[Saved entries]
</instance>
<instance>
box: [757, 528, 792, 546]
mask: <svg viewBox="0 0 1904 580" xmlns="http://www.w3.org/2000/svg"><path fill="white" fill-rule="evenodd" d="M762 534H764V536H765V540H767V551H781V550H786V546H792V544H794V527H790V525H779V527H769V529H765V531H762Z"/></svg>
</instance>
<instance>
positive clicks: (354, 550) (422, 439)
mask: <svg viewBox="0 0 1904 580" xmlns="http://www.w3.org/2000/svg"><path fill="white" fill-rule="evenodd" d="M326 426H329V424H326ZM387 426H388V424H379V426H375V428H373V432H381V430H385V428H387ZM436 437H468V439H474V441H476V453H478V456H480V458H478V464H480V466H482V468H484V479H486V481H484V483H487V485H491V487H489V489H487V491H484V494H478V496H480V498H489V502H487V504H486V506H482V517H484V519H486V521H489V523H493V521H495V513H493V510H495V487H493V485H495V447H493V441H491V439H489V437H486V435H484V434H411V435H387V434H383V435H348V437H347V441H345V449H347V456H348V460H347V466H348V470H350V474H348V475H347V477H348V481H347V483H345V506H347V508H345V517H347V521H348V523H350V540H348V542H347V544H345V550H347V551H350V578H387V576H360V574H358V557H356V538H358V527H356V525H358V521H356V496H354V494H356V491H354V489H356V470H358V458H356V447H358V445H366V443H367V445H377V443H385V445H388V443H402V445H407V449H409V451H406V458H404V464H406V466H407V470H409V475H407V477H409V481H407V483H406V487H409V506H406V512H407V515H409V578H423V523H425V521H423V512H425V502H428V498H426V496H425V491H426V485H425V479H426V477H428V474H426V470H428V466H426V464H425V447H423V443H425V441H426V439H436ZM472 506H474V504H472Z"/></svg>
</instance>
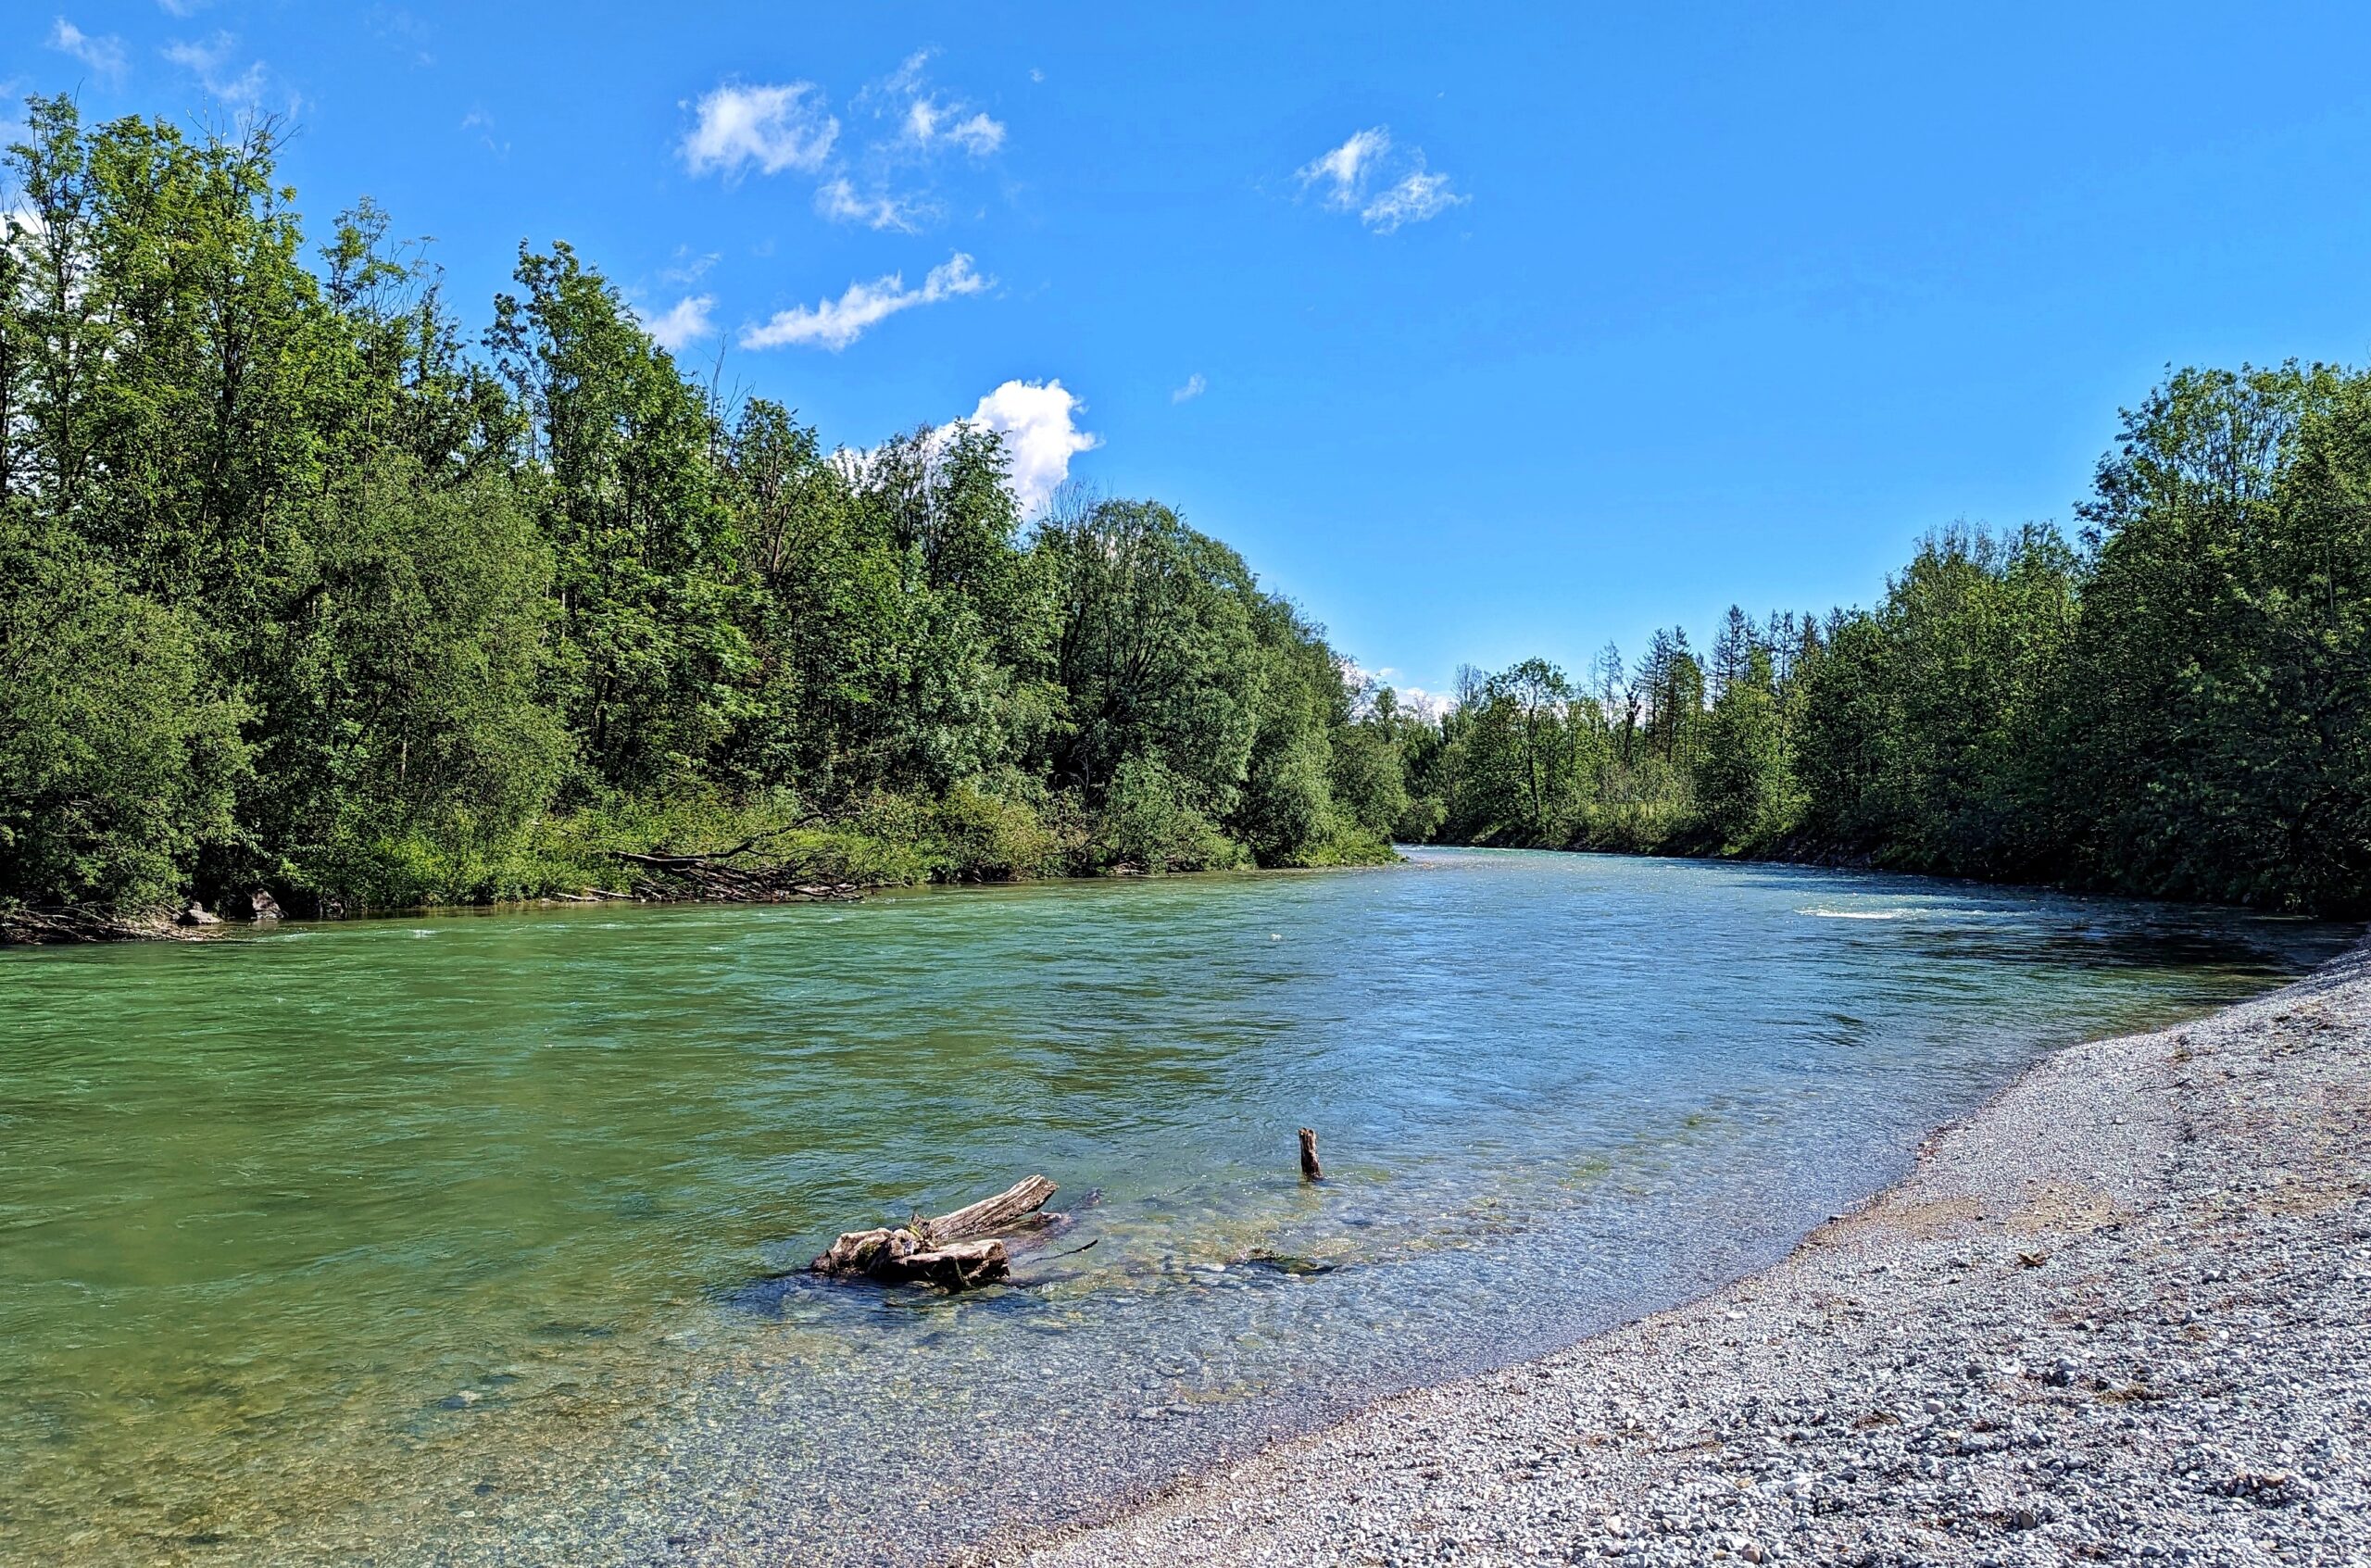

**About this task**
Copy all of the rows above word for word, but leave out the pictures.

**Result below**
</instance>
<instance>
box: [757, 528, 792, 546]
mask: <svg viewBox="0 0 1904 580" xmlns="http://www.w3.org/2000/svg"><path fill="white" fill-rule="evenodd" d="M762 534H764V536H765V540H767V551H781V550H786V546H792V544H794V527H790V525H779V527H769V529H765V531H762Z"/></svg>
</instance>
<instance>
positive clicks: (354, 550) (422, 439)
mask: <svg viewBox="0 0 1904 580" xmlns="http://www.w3.org/2000/svg"><path fill="white" fill-rule="evenodd" d="M326 426H329V424H326ZM387 426H388V424H379V426H375V428H373V432H381V430H385V428H387ZM436 437H468V439H474V441H476V453H478V456H480V458H478V464H480V466H482V468H484V479H486V481H484V483H487V485H491V487H489V489H487V491H484V494H478V496H480V498H489V502H487V504H486V506H482V517H484V519H486V521H489V523H493V521H495V513H493V510H495V487H493V485H495V447H493V441H491V439H489V437H486V435H484V434H411V435H387V434H383V435H348V437H347V441H345V449H347V456H348V460H347V466H348V470H350V474H348V475H347V477H348V481H347V483H345V506H347V508H345V517H347V521H348V523H350V540H348V542H347V544H345V550H347V551H350V578H387V576H360V574H358V557H356V538H358V527H356V525H358V521H356V496H354V494H356V491H354V489H356V470H358V458H356V447H358V445H366V443H367V445H377V443H385V445H388V443H402V445H407V449H409V451H406V458H404V464H406V466H407V470H409V475H407V477H409V481H407V483H406V487H409V506H406V512H407V515H409V578H423V523H425V521H423V512H425V502H428V498H426V496H425V491H426V485H425V479H426V477H428V474H426V470H428V466H426V464H425V447H423V443H425V441H426V439H436ZM472 506H474V504H472Z"/></svg>
</instance>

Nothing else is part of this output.